• [The task]:
Answer these questions from the Bangkok account:
1. In what year did the narrator come to Bangkok?
2. How many months of living in Saudi Arabia came before the narrator felt the need for a break?
3. How many hours did the flight to Bangkok last?

• [Selection]:
══════
I came to Bangkok in 1983 with my best friend. We were the kind of global drifters who gravitate to wherever you can make some serious, loose money. In 1983, that place was Saudi Arabia. On our first leave, we grabbed some cash and headed to the place all the old Saudi hands told us would clean us out proper. So, we went, like beef to the slaughter. Bangkok in those post Vietnam War days was a paradise. The country was still pretty poor, funneling all the prettiest girls to the capital. The bar / hotel / glass bubble infrastructure was still massive from the war years, but the customer base was a fraction of what it was. So, supply was plenty and prices plummeted. It was most definitely a buyer's market.

First a word about what kind of blokes we were. Almost all of the guys living our life were running away from something. My friend, call him Sam, was divorced. His story was more horrific than most, involving a childhood sweetheart that ripped his heart out. Me – I never fit in my culture. I was an Alpha male in the time when Alan Alda ruled. I played the sensitive male role on occasion, but I could not do it very long without feeling like I needed a shower. I compensated by playing violent sports. When the chance came to chase some serious coin, I jumped at it. A few months later, I was face to face with the void that is the Kingdom of SA. After six months of living like a 7th century Muslim cleric, my pants were getting tight and I needed to lose a few gallons of pent up anxiety. Our older, wiser compatriots told us to head north to Amsterdam or east to Bangkok. Most of my browner friends had a hankering for blondes and headed north, my friend and I voted for soy, so we went east.

We landed at the airport after drifting over green rice paddies for the last 30 minutes of the six hour flight. It is hard to describe how striking live green places look to eyes that have only seen the dead browns of the desert for any length of time. I was looking forward to fully immersing myself in the things that are haram in the KSA — beer, bacon and women, not necessarily in that order. From our advisers, we had been supplied with the phone number of some Thai sharpee with some phony westernized name who was to connect us with what we came for (for a fee of course). Loading up on baht at an airport bank, we took a cab to a cheap hotel — I think it was the Ambassador Hotel's annex for about $24 a night. Once in, we ordered bacon, fruit, cucumbers, rice and toast from room service. We lit into the beer from the mini fridge, while savoring the bacon. I missed girls and beer, but I really suffered in KSA without cured swine.
══════
• [Record list]:
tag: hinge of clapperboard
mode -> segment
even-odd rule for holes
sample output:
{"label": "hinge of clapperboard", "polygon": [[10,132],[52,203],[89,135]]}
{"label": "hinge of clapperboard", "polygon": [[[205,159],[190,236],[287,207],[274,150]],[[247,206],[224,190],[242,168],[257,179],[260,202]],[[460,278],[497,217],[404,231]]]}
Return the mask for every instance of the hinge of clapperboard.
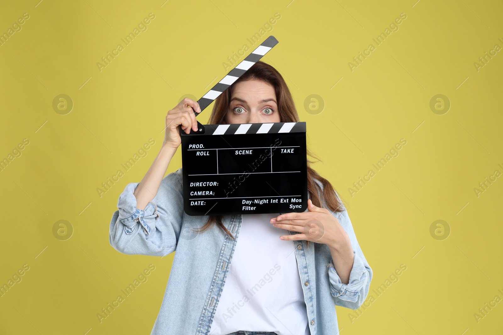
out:
{"label": "hinge of clapperboard", "polygon": [[[278,40],[274,36],[271,35],[268,37],[265,41],[262,42],[262,44],[257,47],[255,50],[252,52],[252,53],[246,56],[246,58],[241,61],[241,62],[236,65],[235,67],[227,74],[227,75],[217,83],[216,85],[203,96],[203,97],[197,101],[198,103],[199,104],[199,107],[201,108],[201,111],[199,113],[196,113],[195,116],[197,117],[201,114],[201,111],[204,110],[204,108],[210,105],[215,99],[232,85],[232,83],[243,75],[248,69],[260,60],[260,59],[264,55],[269,52],[278,43]],[[189,134],[204,134],[204,126],[201,124],[199,121],[197,121],[197,129],[198,131],[196,132],[191,129]],[[180,132],[184,135],[187,135],[181,129]]]}

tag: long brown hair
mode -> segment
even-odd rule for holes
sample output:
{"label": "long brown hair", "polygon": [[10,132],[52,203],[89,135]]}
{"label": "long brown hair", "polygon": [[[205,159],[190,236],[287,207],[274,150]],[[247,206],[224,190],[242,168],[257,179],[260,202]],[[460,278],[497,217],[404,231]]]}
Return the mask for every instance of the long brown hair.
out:
{"label": "long brown hair", "polygon": [[[241,77],[234,82],[225,91],[215,100],[215,104],[211,111],[208,121],[209,125],[226,124],[226,116],[230,105],[232,91],[236,83],[246,80],[259,80],[265,81],[274,87],[278,103],[278,111],[281,122],[296,122],[299,121],[299,116],[295,108],[295,104],[290,92],[290,89],[284,79],[278,71],[269,64],[259,61],[250,67]],[[330,182],[321,177],[312,168],[310,163],[320,161],[319,158],[311,152],[309,149],[307,156],[316,160],[307,159],[307,190],[313,204],[317,207],[324,207],[330,211],[343,211],[345,206],[336,194],[335,190]],[[322,191],[317,180],[323,185]],[[319,193],[322,193],[320,198]],[[324,203],[324,206],[322,203]],[[200,233],[213,227],[215,224],[223,229],[231,238],[232,235],[222,223],[223,215],[209,215],[208,221],[203,227],[198,229]],[[309,246],[309,241],[306,241]]]}

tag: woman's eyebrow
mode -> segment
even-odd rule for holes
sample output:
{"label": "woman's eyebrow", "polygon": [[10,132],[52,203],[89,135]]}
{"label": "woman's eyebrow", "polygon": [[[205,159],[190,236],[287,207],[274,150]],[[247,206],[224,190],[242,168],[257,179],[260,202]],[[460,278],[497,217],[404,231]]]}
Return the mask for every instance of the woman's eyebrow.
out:
{"label": "woman's eyebrow", "polygon": [[[234,100],[237,100],[237,101],[240,101],[240,102],[242,102],[243,103],[246,103],[246,101],[245,100],[244,100],[243,99],[241,99],[241,98],[238,98],[238,97],[234,97],[232,98],[232,99],[231,99],[230,101],[231,101],[231,102],[232,102]],[[276,100],[275,100],[274,99],[273,99],[273,98],[269,98],[269,99],[264,99],[263,100],[261,100],[260,101],[259,101],[259,103],[263,103],[264,102],[267,102],[267,101],[274,101],[275,103],[277,103],[277,102],[276,102]]]}

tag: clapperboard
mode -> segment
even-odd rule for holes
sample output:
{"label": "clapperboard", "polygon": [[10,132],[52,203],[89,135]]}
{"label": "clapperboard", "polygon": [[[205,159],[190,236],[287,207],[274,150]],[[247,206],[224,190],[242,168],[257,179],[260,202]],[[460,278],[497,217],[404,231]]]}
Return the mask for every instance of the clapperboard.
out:
{"label": "clapperboard", "polygon": [[[236,65],[198,101],[201,111],[278,43],[269,36]],[[198,122],[198,127],[188,134],[180,130],[188,214],[284,213],[307,208],[305,122],[203,126]]]}

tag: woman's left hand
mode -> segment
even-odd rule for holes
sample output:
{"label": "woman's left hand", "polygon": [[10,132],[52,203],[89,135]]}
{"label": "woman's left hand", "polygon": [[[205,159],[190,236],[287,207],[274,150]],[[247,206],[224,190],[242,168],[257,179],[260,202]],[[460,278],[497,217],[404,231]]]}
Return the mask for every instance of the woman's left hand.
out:
{"label": "woman's left hand", "polygon": [[301,234],[282,235],[285,241],[307,241],[326,244],[338,250],[351,246],[349,237],[335,216],[326,208],[316,207],[307,200],[309,211],[287,213],[271,219],[275,227]]}

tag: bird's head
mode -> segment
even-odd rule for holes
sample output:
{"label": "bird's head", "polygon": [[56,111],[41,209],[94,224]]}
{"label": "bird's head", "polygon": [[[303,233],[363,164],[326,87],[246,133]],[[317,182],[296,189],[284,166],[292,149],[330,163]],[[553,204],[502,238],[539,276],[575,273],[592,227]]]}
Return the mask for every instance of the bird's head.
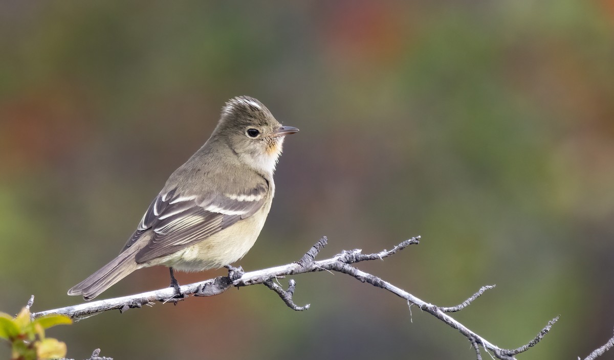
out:
{"label": "bird's head", "polygon": [[296,128],[282,126],[258,100],[238,96],[222,109],[214,134],[247,165],[272,174],[281,155],[284,137],[298,131]]}

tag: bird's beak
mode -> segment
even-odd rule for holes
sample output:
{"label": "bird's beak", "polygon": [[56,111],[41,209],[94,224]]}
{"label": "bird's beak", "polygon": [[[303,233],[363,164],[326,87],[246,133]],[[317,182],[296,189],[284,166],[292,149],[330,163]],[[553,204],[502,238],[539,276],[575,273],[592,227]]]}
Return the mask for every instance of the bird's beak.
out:
{"label": "bird's beak", "polygon": [[278,129],[276,131],[271,134],[271,136],[272,137],[277,137],[278,136],[286,136],[290,134],[296,134],[297,132],[298,132],[298,129],[296,128],[293,126],[282,126]]}

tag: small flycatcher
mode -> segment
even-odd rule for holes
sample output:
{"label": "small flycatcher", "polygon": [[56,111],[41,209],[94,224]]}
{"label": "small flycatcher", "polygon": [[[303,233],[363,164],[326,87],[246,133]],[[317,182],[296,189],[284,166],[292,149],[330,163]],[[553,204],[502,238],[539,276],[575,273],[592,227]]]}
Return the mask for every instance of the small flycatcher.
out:
{"label": "small flycatcher", "polygon": [[282,126],[260,101],[230,100],[211,137],[171,175],[117,258],[73,286],[90,300],[132,272],[164,265],[202,271],[241,259],[256,241],[275,193]]}

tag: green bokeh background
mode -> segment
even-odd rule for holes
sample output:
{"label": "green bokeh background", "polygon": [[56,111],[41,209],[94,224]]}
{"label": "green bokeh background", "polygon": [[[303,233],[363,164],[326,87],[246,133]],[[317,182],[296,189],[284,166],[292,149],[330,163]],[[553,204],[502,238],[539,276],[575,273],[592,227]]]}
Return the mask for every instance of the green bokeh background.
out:
{"label": "green bokeh background", "polygon": [[[34,311],[80,302],[66,290],[117,254],[225,101],[249,94],[301,132],[246,270],[322,235],[328,256],[419,234],[359,267],[441,305],[497,284],[454,317],[503,347],[561,315],[521,359],[575,359],[611,336],[614,2],[170,4],[0,2],[0,310],[31,294]],[[139,270],[103,297],[167,276]],[[294,278],[308,312],[250,286],[49,334],[76,359],[475,359],[389,293]]]}

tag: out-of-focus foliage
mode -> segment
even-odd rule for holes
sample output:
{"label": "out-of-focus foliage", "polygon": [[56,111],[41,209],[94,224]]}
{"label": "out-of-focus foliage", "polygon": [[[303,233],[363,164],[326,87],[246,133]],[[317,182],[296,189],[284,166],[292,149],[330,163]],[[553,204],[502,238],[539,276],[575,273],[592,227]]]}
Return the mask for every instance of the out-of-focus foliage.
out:
{"label": "out-of-focus foliage", "polygon": [[[421,235],[360,267],[441,305],[495,283],[454,316],[516,347],[561,315],[522,358],[585,355],[614,325],[612,64],[611,0],[0,2],[0,309],[80,301],[66,290],[247,94],[301,132],[244,269],[322,235],[322,256]],[[475,358],[389,294],[295,279],[308,312],[250,286],[54,331],[74,358]]]}
{"label": "out-of-focus foliage", "polygon": [[15,318],[0,312],[0,340],[10,344],[13,360],[47,360],[64,358],[66,344],[45,337],[45,329],[72,321],[64,315],[47,315],[32,320],[23,308]]}

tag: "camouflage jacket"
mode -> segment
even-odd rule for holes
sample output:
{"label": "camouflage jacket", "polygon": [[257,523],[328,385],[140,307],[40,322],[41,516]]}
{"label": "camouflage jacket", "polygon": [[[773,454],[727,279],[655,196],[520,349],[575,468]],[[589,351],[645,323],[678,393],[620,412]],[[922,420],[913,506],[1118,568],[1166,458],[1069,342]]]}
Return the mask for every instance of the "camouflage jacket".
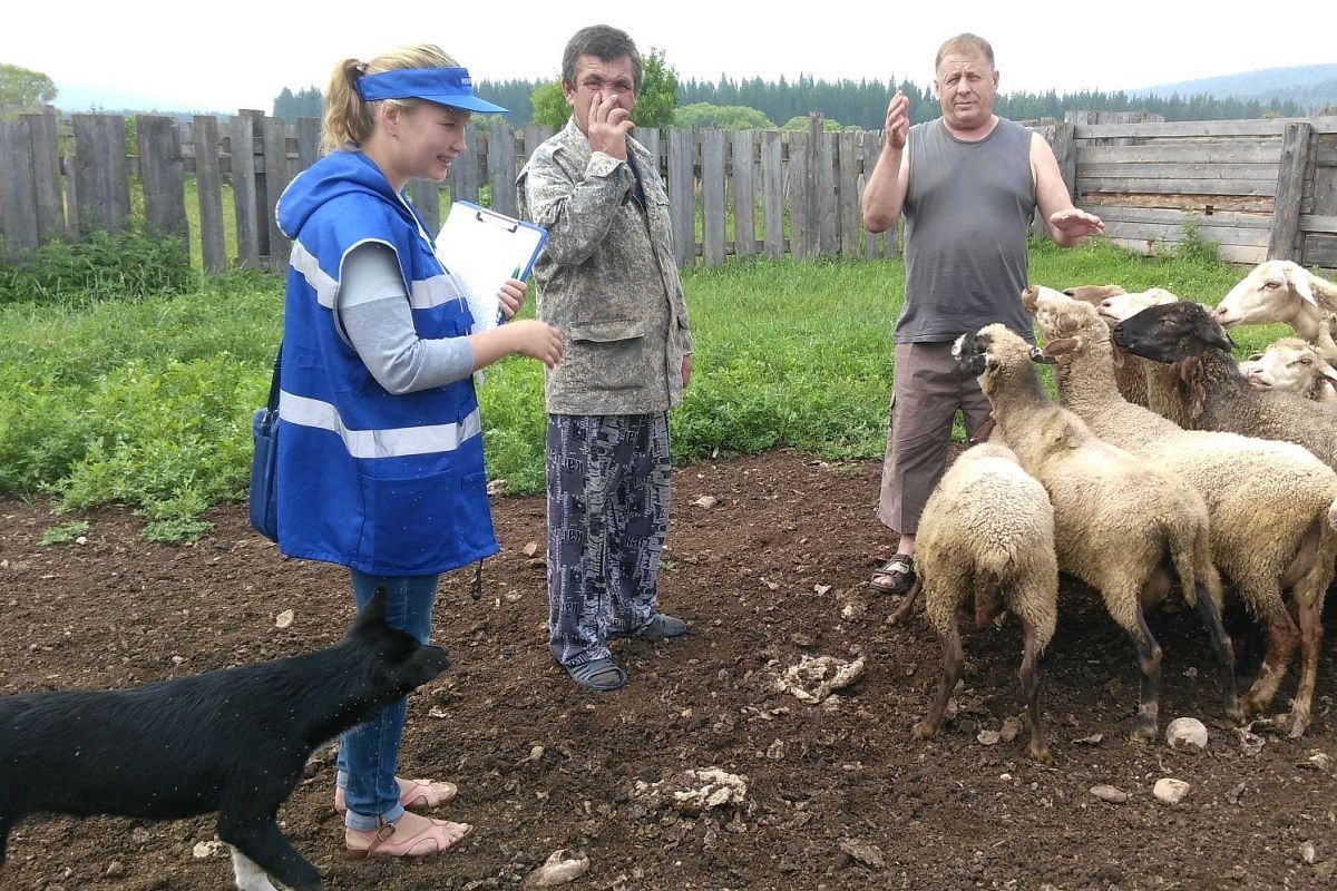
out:
{"label": "camouflage jacket", "polygon": [[627,162],[591,152],[572,118],[533,151],[516,184],[524,216],[548,230],[533,267],[539,318],[563,339],[547,378],[548,411],[648,414],[677,405],[693,342],[655,159],[630,138]]}

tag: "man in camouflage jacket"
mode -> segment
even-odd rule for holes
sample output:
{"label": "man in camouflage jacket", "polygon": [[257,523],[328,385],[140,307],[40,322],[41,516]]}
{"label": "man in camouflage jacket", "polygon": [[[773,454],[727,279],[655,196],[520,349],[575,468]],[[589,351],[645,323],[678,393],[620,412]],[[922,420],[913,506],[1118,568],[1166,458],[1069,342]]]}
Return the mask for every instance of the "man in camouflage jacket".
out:
{"label": "man in camouflage jacket", "polygon": [[610,636],[677,637],[656,610],[668,524],[668,417],[691,374],[691,333],[656,159],[631,139],[640,56],[615,28],[563,56],[572,116],[517,186],[548,230],[533,267],[539,315],[562,331],[547,377],[548,631],[580,684],[619,689]]}

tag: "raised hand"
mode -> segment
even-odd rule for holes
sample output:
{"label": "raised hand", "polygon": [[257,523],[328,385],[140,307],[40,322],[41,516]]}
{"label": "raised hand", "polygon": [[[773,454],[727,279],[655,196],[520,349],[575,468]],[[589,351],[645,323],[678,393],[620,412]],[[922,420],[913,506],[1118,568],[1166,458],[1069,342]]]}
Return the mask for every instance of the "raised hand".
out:
{"label": "raised hand", "polygon": [[524,319],[505,329],[515,338],[516,353],[539,359],[550,369],[562,361],[562,333],[551,325],[537,319]]}
{"label": "raised hand", "polygon": [[900,90],[886,106],[886,140],[892,148],[905,148],[905,138],[910,132],[910,100]]}
{"label": "raised hand", "polygon": [[1068,238],[1082,238],[1083,235],[1099,235],[1104,232],[1104,223],[1099,216],[1087,214],[1076,207],[1050,214],[1050,226]]}
{"label": "raised hand", "polygon": [[515,314],[524,306],[527,290],[525,283],[517,278],[508,278],[503,282],[501,289],[497,291],[497,303],[501,305],[501,314],[508,319],[513,319]]}
{"label": "raised hand", "polygon": [[631,112],[618,104],[616,96],[595,94],[590,100],[590,151],[627,160],[627,134],[635,130]]}

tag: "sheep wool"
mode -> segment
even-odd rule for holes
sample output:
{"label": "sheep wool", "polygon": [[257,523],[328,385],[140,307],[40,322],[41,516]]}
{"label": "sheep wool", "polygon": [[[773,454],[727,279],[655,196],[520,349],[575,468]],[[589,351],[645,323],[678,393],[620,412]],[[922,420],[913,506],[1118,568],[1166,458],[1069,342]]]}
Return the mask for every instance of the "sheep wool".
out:
{"label": "sheep wool", "polygon": [[[1058,622],[1059,568],[1054,553],[1054,509],[1036,480],[1021,470],[1005,445],[985,442],[968,449],[947,470],[924,506],[915,562],[924,610],[943,641],[943,683],[928,716],[915,725],[919,739],[937,733],[948,697],[964,665],[957,609],[971,592],[976,624],[983,625],[999,594],[1021,622],[1020,668],[1025,713],[1031,725],[1029,756],[1054,759],[1044,739],[1038,704],[1036,660]],[[898,620],[912,597],[897,610]]]}

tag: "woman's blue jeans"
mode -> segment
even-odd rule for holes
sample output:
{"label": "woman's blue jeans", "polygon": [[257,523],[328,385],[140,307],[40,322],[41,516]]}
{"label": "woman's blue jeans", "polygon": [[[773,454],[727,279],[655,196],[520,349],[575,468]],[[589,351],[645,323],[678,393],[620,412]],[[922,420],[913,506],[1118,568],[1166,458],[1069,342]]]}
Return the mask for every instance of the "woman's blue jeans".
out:
{"label": "woman's blue jeans", "polygon": [[[368,576],[352,569],[353,598],[362,609],[372,600],[377,585],[385,585],[389,600],[385,618],[392,628],[401,628],[418,641],[432,636],[432,604],[440,576]],[[400,759],[400,736],[408,699],[400,699],[365,724],[346,731],[338,747],[338,785],[348,801],[344,824],[369,831],[378,824],[404,816],[400,787],[394,771]]]}

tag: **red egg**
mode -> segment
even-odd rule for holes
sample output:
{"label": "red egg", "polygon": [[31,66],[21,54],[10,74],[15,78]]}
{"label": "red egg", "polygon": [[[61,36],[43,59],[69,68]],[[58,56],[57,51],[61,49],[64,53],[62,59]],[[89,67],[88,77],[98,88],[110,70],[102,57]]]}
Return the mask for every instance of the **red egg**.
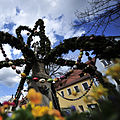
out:
{"label": "red egg", "polygon": [[37,77],[34,77],[33,80],[34,80],[34,81],[38,81],[38,78],[37,78]]}

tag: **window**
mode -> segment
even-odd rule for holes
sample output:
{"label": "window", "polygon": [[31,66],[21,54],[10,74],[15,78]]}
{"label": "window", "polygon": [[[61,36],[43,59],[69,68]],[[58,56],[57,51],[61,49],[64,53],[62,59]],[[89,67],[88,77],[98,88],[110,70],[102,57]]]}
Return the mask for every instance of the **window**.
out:
{"label": "window", "polygon": [[64,96],[64,91],[61,91],[61,95]]}
{"label": "window", "polygon": [[89,88],[87,82],[83,83],[82,86],[83,86],[84,90],[87,90]]}
{"label": "window", "polygon": [[89,109],[92,109],[92,110],[98,108],[98,105],[97,105],[97,104],[88,104],[87,106],[88,106]]}
{"label": "window", "polygon": [[75,89],[76,92],[80,92],[80,89],[79,89],[78,86],[74,86],[74,89]]}
{"label": "window", "polygon": [[108,67],[109,65],[112,64],[111,61],[107,61],[107,60],[101,60],[101,63],[103,64],[104,67]]}
{"label": "window", "polygon": [[81,112],[84,112],[83,105],[79,105],[78,107],[79,107],[79,109],[80,109]]}
{"label": "window", "polygon": [[70,89],[70,88],[68,88],[68,89],[67,89],[67,92],[68,92],[68,95],[71,95],[71,94],[72,94],[72,92],[71,92],[71,89]]}

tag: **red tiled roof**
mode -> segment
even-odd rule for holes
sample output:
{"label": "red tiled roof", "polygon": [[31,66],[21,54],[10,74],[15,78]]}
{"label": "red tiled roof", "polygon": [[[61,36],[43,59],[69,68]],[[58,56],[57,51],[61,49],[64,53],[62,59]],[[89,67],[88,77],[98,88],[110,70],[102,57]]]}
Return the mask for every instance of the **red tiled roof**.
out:
{"label": "red tiled roof", "polygon": [[[92,61],[93,63],[95,63],[95,58],[93,58]],[[86,64],[90,64],[90,62],[91,61],[87,61]],[[80,69],[73,70],[73,72],[66,79],[59,80],[58,82],[55,83],[56,90],[63,89],[67,86],[83,81],[90,77],[88,73],[83,77],[80,77],[81,73],[82,73],[82,70]]]}

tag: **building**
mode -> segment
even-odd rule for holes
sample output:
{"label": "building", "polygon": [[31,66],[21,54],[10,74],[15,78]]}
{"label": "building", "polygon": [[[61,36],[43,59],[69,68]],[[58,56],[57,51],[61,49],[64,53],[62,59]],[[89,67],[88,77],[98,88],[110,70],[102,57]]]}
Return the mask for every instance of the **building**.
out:
{"label": "building", "polygon": [[[93,59],[95,62],[95,59]],[[74,108],[79,112],[87,111],[88,108],[94,109],[97,103],[86,104],[84,95],[90,94],[90,85],[95,86],[89,74],[84,74],[80,69],[74,69],[71,74],[56,83],[57,97],[60,108],[64,111]]]}

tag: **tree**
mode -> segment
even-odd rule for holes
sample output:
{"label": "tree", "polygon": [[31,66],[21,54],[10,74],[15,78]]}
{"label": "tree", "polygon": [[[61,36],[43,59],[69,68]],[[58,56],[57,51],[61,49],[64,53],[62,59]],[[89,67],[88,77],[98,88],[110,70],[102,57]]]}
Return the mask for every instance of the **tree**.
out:
{"label": "tree", "polygon": [[[60,45],[51,49],[50,40],[45,35],[44,28],[45,26],[43,20],[39,19],[35,23],[33,29],[30,29],[27,26],[18,27],[16,29],[17,38],[9,33],[0,32],[0,49],[5,57],[5,61],[0,62],[0,68],[12,67],[12,69],[16,69],[16,66],[20,66],[21,64],[26,65],[24,73],[21,73],[21,81],[15,95],[16,105],[21,95],[21,90],[23,89],[25,80],[29,79],[28,88],[34,88],[36,91],[42,93],[43,105],[48,105],[49,101],[52,100],[54,107],[59,109],[53,83],[49,83],[47,81],[50,78],[50,74],[47,72],[47,66],[50,64],[71,67],[74,66],[75,61],[65,60],[61,58],[61,55],[67,54],[69,50],[75,51],[77,49],[83,49],[84,51],[93,50],[93,54],[96,54],[97,58],[111,59],[120,57],[120,41],[115,41],[114,37],[104,36],[73,37],[65,39],[63,43],[60,43]],[[25,44],[24,38],[21,35],[22,30],[27,30],[29,32],[27,44]],[[33,41],[32,37],[34,36],[39,36],[40,41],[37,43],[34,42],[34,44],[31,45],[31,42]],[[21,50],[24,59],[10,60],[7,58],[2,44],[9,44],[11,47]],[[34,49],[32,49],[32,47],[34,47]],[[94,65],[81,63],[80,60],[76,65],[78,68],[92,76],[101,76],[101,74],[96,71]],[[32,70],[32,78],[28,76],[30,70]],[[19,74],[20,71],[16,69],[16,73]],[[104,83],[102,79],[100,79],[100,82]]]}
{"label": "tree", "polygon": [[119,27],[120,1],[119,0],[90,0],[90,6],[85,12],[76,11],[78,18],[75,27],[89,26],[86,34],[94,31],[97,33],[101,29],[104,34],[106,28],[115,24]]}

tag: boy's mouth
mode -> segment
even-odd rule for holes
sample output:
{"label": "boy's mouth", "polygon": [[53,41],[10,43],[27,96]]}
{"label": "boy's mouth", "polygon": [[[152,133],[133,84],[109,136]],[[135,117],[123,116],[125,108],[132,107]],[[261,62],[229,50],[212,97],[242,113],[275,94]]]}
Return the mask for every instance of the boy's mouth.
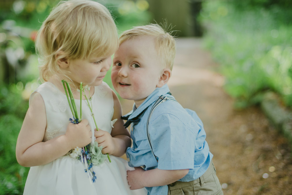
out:
{"label": "boy's mouth", "polygon": [[127,84],[126,83],[119,83],[119,84],[121,85],[124,85],[125,86],[129,86],[129,85],[131,85],[128,84]]}

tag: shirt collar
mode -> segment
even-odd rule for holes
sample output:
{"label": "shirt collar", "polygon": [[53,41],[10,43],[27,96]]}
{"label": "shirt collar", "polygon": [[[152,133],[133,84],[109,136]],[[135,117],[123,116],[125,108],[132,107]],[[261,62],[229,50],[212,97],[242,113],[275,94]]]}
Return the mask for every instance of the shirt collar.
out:
{"label": "shirt collar", "polygon": [[162,95],[165,95],[169,92],[169,89],[167,84],[161,87],[157,87],[155,90],[146,98],[139,107],[135,109],[136,106],[134,104],[132,111],[123,117],[127,117],[128,116],[129,119],[135,117],[157,100],[159,96]]}

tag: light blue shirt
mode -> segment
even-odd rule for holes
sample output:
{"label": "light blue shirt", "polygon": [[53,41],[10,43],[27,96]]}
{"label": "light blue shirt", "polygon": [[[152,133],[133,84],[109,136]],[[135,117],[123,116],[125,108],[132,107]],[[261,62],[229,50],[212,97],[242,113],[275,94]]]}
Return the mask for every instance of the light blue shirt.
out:
{"label": "light blue shirt", "polygon": [[[161,103],[154,110],[148,131],[153,152],[158,158],[158,162],[147,138],[146,125],[150,110],[160,96],[173,97],[167,94],[169,92],[167,84],[157,88],[138,108],[134,105],[133,110],[125,115],[128,116],[128,119],[137,116],[140,119],[140,121],[131,124],[133,146],[127,149],[126,154],[130,166],[142,167],[146,170],[157,168],[164,170],[188,169],[187,174],[178,181],[193,181],[206,172],[213,157],[205,140],[203,123],[195,112],[170,100]],[[146,188],[148,194],[168,193],[167,185]]]}

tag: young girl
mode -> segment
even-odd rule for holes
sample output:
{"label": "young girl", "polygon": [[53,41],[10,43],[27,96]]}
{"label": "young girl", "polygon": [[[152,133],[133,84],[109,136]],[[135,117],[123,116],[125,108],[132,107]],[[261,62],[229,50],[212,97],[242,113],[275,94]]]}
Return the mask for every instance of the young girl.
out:
{"label": "young girl", "polygon": [[[121,119],[118,99],[102,81],[118,44],[110,13],[93,1],[62,2],[44,22],[36,45],[41,62],[40,77],[45,82],[31,96],[16,144],[18,163],[32,167],[24,194],[145,194],[145,189],[130,189],[126,169],[130,168],[125,161],[117,157],[124,153],[131,141]],[[98,131],[95,132],[84,96],[81,122],[70,122],[72,115],[63,79],[70,83],[77,108],[80,106],[80,83],[91,87],[85,93],[91,97]],[[92,183],[84,163],[66,154],[77,147],[93,144],[95,139],[112,162],[107,158],[93,166],[96,179]]]}

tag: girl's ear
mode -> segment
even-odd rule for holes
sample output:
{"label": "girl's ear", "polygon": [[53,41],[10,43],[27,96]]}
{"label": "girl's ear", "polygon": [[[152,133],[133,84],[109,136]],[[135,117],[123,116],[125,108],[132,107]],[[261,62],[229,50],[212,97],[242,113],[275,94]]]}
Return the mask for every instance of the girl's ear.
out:
{"label": "girl's ear", "polygon": [[168,82],[168,80],[171,76],[171,70],[169,68],[164,68],[162,70],[162,73],[160,77],[158,80],[158,83],[156,85],[157,87],[161,87]]}
{"label": "girl's ear", "polygon": [[56,55],[57,63],[60,68],[67,68],[69,66],[69,61],[67,58],[65,56],[62,51]]}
══════
• [The response]:
1. 1983
2. Six months
3. Six hours